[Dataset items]

+ + + + +

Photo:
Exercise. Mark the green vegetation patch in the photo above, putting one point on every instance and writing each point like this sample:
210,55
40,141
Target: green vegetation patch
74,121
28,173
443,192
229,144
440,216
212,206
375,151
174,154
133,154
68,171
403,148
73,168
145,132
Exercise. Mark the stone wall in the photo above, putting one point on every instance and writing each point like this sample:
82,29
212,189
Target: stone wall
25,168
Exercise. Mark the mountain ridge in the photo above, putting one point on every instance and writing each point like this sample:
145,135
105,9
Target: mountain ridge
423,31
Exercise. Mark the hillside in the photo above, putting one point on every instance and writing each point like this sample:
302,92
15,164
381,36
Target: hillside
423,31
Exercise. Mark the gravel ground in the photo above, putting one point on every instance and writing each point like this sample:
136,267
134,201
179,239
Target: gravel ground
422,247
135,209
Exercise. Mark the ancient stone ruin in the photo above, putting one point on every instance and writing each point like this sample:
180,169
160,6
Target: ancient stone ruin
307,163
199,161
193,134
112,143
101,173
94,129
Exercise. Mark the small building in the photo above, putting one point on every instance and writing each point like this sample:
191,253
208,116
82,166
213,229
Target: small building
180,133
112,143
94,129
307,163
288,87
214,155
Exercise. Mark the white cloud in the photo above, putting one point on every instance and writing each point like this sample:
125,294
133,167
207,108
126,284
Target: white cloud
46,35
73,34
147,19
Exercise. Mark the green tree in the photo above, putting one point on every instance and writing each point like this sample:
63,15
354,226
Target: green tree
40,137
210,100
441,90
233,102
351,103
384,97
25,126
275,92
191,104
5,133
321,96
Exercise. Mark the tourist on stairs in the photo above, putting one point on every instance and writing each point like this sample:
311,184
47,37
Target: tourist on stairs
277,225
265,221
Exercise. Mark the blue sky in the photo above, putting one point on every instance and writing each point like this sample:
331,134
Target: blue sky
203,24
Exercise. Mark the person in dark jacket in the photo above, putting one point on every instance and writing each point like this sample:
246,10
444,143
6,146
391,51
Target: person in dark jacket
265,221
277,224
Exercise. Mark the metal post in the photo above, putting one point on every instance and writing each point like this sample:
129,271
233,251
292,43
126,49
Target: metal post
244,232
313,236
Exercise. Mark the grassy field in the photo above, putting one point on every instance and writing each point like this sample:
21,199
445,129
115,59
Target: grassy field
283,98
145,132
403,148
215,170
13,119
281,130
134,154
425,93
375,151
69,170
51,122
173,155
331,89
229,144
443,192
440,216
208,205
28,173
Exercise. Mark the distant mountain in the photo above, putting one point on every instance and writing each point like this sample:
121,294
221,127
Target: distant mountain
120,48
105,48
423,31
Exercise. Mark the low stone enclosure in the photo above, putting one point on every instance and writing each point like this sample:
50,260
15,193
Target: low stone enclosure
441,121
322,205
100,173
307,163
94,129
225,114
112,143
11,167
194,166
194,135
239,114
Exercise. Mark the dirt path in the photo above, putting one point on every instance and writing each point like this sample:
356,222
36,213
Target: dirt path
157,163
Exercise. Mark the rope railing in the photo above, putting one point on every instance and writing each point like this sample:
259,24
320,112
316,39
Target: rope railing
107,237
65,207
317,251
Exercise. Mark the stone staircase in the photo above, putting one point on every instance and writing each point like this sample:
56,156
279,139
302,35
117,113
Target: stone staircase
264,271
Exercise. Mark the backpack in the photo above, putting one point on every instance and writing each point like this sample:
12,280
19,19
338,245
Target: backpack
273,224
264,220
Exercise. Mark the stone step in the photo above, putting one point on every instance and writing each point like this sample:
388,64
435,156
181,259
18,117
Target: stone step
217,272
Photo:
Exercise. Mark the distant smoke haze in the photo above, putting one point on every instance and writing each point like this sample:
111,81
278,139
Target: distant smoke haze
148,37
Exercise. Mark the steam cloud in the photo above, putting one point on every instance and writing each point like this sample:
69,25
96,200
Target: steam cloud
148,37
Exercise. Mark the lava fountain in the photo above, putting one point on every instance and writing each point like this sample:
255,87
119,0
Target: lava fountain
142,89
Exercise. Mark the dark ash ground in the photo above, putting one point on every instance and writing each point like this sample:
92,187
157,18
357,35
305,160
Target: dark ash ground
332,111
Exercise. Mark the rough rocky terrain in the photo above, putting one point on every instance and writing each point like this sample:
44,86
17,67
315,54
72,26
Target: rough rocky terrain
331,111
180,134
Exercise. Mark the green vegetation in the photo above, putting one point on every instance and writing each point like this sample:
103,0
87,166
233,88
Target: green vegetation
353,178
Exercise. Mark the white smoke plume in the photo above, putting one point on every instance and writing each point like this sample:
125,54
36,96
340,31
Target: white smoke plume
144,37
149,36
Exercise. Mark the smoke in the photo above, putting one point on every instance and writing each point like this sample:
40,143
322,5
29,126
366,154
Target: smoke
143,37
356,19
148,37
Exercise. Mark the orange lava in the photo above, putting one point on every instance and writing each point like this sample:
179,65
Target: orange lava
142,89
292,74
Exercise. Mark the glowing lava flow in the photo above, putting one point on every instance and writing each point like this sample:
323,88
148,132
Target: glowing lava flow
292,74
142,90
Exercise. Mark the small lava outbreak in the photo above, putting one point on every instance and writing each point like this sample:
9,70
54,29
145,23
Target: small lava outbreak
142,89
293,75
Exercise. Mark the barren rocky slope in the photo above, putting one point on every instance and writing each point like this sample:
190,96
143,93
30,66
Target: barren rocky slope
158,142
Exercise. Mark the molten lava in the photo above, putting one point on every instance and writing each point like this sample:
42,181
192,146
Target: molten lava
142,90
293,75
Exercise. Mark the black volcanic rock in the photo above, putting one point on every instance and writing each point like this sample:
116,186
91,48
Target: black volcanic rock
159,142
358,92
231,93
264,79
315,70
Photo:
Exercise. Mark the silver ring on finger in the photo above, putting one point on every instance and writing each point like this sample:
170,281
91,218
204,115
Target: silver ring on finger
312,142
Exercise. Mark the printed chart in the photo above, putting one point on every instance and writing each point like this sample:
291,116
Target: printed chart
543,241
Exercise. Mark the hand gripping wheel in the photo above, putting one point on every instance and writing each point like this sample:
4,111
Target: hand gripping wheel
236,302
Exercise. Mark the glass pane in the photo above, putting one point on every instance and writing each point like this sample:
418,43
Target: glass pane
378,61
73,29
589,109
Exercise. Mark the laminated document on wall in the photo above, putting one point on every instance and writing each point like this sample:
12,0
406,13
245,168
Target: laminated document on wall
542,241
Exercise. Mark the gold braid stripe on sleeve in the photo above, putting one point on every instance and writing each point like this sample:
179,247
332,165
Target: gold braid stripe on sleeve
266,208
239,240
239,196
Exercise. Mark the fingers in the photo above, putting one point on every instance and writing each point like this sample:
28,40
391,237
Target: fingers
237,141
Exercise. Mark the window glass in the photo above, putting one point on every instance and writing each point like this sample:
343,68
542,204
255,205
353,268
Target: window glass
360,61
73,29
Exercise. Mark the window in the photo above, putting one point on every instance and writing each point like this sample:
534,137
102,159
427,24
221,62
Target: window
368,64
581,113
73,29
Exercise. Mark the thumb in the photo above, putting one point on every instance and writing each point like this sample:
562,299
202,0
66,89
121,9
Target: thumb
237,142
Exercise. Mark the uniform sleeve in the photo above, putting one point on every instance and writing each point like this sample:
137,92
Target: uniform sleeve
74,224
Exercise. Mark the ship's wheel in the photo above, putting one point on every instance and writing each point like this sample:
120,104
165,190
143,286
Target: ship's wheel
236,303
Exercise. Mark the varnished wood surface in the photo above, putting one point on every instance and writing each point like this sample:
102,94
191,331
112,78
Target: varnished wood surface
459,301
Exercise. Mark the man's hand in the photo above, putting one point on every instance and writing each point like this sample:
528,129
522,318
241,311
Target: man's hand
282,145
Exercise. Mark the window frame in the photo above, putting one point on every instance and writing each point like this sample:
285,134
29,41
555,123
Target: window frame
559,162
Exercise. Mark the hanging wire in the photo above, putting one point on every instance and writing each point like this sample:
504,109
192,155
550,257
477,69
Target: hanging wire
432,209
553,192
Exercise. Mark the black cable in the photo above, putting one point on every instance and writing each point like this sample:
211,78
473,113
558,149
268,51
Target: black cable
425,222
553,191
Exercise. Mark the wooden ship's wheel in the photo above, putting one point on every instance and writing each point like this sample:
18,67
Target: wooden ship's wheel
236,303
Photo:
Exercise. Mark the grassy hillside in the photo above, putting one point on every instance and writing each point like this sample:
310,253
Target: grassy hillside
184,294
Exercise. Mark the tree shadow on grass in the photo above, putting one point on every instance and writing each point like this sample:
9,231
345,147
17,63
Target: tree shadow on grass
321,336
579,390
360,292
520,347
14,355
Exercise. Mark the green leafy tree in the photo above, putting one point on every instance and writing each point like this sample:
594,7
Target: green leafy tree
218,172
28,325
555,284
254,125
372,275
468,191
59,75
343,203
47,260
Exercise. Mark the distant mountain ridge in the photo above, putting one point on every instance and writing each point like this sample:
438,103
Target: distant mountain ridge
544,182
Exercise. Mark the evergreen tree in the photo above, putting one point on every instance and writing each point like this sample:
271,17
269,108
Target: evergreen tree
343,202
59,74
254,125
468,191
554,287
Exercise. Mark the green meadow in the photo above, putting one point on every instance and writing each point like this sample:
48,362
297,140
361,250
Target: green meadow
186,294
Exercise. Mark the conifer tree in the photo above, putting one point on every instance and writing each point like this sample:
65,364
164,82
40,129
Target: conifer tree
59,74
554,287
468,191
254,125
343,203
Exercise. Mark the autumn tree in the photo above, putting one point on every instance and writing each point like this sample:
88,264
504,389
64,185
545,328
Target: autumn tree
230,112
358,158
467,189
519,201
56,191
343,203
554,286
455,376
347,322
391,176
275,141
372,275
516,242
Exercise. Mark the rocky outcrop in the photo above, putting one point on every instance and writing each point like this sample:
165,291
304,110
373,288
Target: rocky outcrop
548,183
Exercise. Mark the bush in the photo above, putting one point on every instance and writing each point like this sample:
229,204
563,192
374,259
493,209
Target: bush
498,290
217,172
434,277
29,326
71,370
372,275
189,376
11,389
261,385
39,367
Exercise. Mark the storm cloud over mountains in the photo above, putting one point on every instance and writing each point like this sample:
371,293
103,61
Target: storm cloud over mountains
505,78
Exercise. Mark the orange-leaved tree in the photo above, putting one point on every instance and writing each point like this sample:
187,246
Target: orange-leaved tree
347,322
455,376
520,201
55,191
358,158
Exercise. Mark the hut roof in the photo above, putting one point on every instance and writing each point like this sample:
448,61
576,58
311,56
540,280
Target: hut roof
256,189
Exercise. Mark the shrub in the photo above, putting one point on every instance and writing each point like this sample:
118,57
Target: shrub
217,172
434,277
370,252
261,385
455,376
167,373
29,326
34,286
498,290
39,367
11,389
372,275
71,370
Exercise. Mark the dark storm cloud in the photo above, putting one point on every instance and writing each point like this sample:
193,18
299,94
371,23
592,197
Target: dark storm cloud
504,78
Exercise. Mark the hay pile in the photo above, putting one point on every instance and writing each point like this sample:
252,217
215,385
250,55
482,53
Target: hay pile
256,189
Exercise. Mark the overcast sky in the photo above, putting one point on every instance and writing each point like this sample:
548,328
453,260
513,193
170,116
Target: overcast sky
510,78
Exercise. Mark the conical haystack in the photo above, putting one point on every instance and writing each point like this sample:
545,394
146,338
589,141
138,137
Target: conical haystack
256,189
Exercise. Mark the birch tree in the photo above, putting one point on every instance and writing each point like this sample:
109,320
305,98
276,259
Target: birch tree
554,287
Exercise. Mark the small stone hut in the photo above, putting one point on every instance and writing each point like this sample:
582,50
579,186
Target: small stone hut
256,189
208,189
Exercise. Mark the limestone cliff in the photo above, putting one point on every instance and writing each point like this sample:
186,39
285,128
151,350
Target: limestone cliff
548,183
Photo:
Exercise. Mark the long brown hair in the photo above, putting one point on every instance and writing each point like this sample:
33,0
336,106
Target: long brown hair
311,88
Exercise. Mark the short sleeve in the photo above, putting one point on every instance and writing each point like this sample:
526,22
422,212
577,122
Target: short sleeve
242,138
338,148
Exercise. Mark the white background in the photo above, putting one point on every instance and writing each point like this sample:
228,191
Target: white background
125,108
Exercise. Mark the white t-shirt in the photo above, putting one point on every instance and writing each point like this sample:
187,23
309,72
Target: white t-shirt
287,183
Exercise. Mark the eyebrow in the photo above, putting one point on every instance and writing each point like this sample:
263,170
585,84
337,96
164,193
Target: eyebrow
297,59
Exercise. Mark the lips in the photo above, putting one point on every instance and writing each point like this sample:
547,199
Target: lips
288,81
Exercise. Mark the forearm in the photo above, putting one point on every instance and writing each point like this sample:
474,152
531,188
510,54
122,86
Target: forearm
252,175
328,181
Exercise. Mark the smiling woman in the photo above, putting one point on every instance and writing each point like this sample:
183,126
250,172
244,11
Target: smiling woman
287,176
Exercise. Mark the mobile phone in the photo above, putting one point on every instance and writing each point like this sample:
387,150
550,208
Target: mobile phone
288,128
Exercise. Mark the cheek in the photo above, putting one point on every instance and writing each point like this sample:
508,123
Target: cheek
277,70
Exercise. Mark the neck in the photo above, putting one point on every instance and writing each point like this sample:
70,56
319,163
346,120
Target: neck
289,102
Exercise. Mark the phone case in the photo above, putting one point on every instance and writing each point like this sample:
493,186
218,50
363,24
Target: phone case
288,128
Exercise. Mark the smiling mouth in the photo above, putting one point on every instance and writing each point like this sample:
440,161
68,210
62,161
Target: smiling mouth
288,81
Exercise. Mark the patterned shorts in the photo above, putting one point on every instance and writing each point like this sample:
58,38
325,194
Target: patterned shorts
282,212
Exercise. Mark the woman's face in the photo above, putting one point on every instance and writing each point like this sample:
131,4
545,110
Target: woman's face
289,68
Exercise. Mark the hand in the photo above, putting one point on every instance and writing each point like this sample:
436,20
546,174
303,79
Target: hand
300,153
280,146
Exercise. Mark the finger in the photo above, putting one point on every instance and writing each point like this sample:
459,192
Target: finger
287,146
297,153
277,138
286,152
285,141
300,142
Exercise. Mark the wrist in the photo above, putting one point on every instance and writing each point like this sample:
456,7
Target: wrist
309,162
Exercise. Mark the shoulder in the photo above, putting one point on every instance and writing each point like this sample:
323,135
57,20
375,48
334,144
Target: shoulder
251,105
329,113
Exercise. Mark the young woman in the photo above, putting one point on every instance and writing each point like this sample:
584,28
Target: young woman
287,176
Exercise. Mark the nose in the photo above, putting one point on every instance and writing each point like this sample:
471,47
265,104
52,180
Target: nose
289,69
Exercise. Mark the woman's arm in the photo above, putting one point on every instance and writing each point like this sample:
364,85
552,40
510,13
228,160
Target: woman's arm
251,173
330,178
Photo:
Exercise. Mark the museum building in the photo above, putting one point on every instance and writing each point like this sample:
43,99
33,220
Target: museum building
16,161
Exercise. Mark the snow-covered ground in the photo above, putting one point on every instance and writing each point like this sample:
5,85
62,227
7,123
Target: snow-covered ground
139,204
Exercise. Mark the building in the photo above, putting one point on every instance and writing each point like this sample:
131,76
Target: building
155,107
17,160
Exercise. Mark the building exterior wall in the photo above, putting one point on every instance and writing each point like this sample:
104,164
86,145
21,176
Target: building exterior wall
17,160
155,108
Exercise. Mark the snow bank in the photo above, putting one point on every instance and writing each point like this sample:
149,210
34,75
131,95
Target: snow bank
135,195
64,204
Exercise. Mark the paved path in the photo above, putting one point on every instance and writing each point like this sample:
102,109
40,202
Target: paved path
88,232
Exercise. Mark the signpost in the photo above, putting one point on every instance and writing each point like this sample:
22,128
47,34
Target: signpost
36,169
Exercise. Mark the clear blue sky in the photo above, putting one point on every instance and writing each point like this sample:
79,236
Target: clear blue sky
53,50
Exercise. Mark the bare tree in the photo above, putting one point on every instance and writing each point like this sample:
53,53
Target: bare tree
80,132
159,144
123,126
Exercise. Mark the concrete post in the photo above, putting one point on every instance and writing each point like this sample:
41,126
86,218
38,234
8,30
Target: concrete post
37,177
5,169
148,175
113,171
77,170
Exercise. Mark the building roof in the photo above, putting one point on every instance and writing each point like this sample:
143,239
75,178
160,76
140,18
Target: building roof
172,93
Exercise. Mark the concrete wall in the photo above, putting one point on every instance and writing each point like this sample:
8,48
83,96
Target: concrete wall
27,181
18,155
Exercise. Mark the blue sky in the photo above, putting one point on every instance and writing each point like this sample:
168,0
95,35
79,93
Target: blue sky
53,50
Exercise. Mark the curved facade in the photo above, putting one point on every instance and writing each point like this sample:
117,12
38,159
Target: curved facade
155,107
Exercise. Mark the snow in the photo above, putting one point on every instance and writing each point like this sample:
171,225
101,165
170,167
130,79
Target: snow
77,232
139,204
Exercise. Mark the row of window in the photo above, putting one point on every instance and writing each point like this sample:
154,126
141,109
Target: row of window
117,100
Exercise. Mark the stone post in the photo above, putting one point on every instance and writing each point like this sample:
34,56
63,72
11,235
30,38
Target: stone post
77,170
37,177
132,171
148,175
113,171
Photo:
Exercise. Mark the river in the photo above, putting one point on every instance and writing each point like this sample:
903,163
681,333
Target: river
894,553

+ + + + +

Task description: Repeat word for word every line from the one that holds "Exercise. Mark the concrete wall" to the end. Both ends count.

Complete output:
Exercise. Mark the concrete wall in the photo above, putting one point on every instance and writing each point like this sample:
8,48
83,96
Target: concrete wall
27,181
18,155
Exercise. Mark the blue sky in the photo above, putting one point on every instance and writing each point like this sample:
168,0
95,35
79,93
Target: blue sky
53,50
Exercise. Mark the curved facade in the photo above, putting one point on every instance and writing each point like this sample:
117,12
38,159
Target: curved facade
155,107
Exercise. Mark the snow in the photo above, putting one point on every instance and writing each point like this sample:
171,225
101,165
170,167
130,79
Target: snow
77,232
139,204
Exercise. Mark the row of window in the photo above, putting one point on every instance and writing each point like this sample:
154,126
141,109
Target: row of window
117,100
Exercise. Mark the stone post in the photo above, putting one point on every instance and writing each point like this sample:
34,56
63,72
11,235
30,38
Target: stone post
77,170
37,177
132,171
148,175
113,171
Photo:
Exercise. Mark the river in the photo above, putting one point on every instance and writing each point like this sample:
903,163
681,333
Target: river
894,553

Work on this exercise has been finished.